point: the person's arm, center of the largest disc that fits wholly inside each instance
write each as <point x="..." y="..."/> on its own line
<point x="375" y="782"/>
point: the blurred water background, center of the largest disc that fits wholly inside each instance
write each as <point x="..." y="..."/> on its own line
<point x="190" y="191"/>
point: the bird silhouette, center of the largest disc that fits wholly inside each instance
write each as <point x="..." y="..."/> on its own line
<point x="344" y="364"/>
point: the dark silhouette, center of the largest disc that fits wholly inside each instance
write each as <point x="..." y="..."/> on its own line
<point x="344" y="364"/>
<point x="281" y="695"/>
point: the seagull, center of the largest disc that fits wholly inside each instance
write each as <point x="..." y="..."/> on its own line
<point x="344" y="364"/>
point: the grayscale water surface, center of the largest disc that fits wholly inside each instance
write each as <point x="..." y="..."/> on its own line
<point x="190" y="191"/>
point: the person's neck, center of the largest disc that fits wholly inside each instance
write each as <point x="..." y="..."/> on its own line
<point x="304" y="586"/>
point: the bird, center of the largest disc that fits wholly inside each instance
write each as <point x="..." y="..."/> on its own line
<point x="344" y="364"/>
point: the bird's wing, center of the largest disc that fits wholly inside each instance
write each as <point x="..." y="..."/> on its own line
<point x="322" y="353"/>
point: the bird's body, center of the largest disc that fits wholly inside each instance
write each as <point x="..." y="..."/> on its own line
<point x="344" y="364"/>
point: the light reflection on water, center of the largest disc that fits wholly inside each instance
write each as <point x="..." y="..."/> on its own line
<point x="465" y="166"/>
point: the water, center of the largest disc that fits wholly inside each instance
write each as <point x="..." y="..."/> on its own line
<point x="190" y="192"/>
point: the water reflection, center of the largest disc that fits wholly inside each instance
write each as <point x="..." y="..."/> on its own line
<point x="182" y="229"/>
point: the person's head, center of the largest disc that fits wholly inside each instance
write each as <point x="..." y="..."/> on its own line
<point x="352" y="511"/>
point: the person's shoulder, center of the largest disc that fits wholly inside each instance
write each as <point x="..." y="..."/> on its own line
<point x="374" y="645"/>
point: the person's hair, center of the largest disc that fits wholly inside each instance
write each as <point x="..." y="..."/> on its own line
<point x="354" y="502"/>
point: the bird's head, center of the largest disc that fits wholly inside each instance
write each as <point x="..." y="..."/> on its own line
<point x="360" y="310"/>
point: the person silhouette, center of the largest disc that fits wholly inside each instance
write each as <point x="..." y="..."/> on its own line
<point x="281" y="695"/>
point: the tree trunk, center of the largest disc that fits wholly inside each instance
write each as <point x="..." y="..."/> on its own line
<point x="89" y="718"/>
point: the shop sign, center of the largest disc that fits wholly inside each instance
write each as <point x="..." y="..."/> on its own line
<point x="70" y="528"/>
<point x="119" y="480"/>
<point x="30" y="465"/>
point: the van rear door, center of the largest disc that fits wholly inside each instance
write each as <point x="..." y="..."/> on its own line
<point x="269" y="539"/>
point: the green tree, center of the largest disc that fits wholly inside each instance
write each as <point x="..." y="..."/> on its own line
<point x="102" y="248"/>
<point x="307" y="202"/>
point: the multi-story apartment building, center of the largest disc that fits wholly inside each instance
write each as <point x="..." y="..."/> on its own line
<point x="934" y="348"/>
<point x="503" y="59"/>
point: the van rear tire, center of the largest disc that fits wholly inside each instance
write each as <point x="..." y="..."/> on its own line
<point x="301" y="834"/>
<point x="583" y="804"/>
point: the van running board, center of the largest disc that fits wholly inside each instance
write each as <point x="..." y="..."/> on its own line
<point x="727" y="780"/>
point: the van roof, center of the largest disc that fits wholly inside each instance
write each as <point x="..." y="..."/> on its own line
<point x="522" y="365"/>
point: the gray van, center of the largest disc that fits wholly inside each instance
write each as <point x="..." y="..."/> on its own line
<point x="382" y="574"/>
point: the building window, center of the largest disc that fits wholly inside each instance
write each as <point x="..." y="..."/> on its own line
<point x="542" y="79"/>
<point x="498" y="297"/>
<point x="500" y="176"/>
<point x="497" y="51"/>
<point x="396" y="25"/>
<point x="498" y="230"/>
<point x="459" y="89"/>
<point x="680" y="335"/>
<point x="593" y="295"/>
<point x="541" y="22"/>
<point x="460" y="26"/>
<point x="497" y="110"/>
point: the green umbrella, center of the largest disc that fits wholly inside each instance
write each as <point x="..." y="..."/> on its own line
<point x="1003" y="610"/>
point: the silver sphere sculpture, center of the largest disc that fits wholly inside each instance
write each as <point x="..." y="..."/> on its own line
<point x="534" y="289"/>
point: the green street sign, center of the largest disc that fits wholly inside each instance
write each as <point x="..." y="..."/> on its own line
══════════════════════════════
Exercise → Please filter the data down to the lines containing the word "person".

Answer to this problem →
point: the person's arm, center of the largest disc that fits wholly inside each instance
point: the person's neck, center of the largest disc that fits wholly inside each instance
point: the person's head, center of the largest disc that fits wholly inside each instance
point: the person's shoulder, center of the largest disc that fits wholly inside each instance
point: the person's hair, center of the largest disc that fits wholly inside each instance
point: the person silhouette, center of the largest disc that fits wholly inside each instance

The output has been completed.